** Texte de lecture **
....................
Les syndicats de cheminots (sauf CFDT et CFTC) ont appelé à la grève en ce jour pour protester contre la réforme ferroviaire. Réforme ferroviaire qui a été présentée en conseil des ministres en octobre et qui sera discutée au Parlement en juin 2014. On peut donc s'interroger sur l'opportunité de faire grève en décembre sauf à vouloir rappeler le pouvoir de nuisance des cheminots de l'entreprise nationale ferroviaire qui vont, malgré le service minimum, compliquer les déplacements des Français à la veille des fêtes.

Cette réforme, nous avons eu l'occasion de l'expliquer, a été voulue par les acteurs du système ferroviaire français, notamment la SNCF, qui avait été dépossédée de la gestion du réseau avec la création de RFF en 1997. Avec cette réforme la SNCF va chapeauter une holding de tête avec deux filiales : SNCF réseau, anciennement RFF, et SNCF mobilités qui reprendra les activités d'opérateur ferroviaire, autrement dit d'exploitant de services ferroviaires, une organisation qui devrait être mise en place au 1er janvier 2015. Bien sûr, nous dit-on il y aura une solide muraille de Chine entre les deux activités garantissant un accès équitable aux autres opérateurs ferroviaires qu'ils soient privés, français ou étrangers. On aurait du mal à imaginer aujourd'hui Air France gérant les aéroports français mais l'organisation du système ferroviaire en Allemagne étant à peu de choses près la même, cela devrait justifier que cette réforme soit adoptée sans difficulté. Alors pourquoi cette grève qui en apparence consolide le monopole de la SNCF ? Sans doute parce que les syndicats ont compris que la libéralisation du secteur est en marche et avec elle la remise en cause de leur statut. En effet, dans le cadre de cette réforme la famille cheminote va être séparée en deux entités juridiques différentes, ceux qui s'occupent de l'infrastructure et ceux qui s'occupent de l'exploitation. Or, cette séparation même à l'époque de RFF n'avait pas été mise en œuvre, ceux qui travaillaient sur le terrain pour RFF restaient salariés de la SNCF. Du coup, les syndicats craignent à juste titre que cette réforme n'ouvre la voie à une ouverture totale à la concurrence et à une privatisation des activités d'opérateurs ou en tout cas une remise en cause du statut des cheminots pour rester compétitifs face à l'entrée de nouveaux concurrents bien plus performants. Et ils ont raison.
....................
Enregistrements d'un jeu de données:
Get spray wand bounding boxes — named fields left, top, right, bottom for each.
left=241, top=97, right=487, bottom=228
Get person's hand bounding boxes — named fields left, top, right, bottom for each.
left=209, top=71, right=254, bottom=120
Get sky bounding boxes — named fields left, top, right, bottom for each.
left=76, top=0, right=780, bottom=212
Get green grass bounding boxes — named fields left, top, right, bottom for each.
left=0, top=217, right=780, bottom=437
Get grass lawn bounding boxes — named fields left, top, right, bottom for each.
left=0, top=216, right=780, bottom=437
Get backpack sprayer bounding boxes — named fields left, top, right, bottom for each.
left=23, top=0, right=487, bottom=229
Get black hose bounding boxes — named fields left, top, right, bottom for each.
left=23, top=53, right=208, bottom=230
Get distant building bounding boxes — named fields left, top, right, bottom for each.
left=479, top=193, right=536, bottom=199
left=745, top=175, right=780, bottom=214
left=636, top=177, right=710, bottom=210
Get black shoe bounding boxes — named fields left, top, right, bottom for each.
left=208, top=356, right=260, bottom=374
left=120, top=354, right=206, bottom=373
....................
** Exercice court A **
Répondez à ces questions sur le texte consacré à la réforme ferroviaire :
(i) Quels syndicats de cheminots n'ont pas appelé à la grève ?
(ii) En quelle année RFF a-t-il été créé ?
(iii) À quelle date la nouvelle organisation devrait-elle être mise en place ?
** Exercice court B **
Poursuivez le texte sur la réforme ferroviaire à partir de sa dernière phrase, « Et ils ont raison. »

** Résultat A **
(i) La CFDT et la CFTC.
(ii) En 1997.
(iii) Au 1er janvier 2015.

** Résultat B **
Des réformes réalisées grâce à Bruxelles

Car cette réforme n'intervient pas seulement pour satisfaire les ambitions de la SNCF, elle est aussi voulue par la Commission européenne qui a présenté début 2013 les grandes lignes de son 4e paquet ferroviaire dont l'objet est de préparer l'ouverture à la concurrence sur les lignes intérieures de voyageurs. A ce stade, le marché sera totalement ouvert puisque le fret l'est déjà depuis 2006 et le transport international de voyageurs l'est aussi depuis fin 2009. Pour y parvenir la Commission a recommandé des mesures de gouvernance imposant une stricte séparation des compétences entre gestionnaire d'infrastructure et exploitants de service. Mais elle a toléré sous le lobbying actif de la DB en Allemagne et de la SNCF que cette séparation puisse se faire dans le cadre d'une holding sous réserve de la mise en place d'une muraille de Chine pour éviter de favoriser l'opérateur historique. Une situation malgré tout très ambiguë puisqu'en Allemagne les concurrents de la DB se plaignent de son attitude discriminatoire et qu'en France les concurrents se plaignent aussi des méthodes de la SNCF. Bruxelles a précisé qu'en cas de non respect les opérateurs historiques n'auront pas le droit de faire rouler leurs trains dans d'autres pays que le leur. Et ces propositions de Bruxelles doivent être approuvées par le Parlement européen et par les États membres avant la fin 2014 et être mis en application d'ici 2019.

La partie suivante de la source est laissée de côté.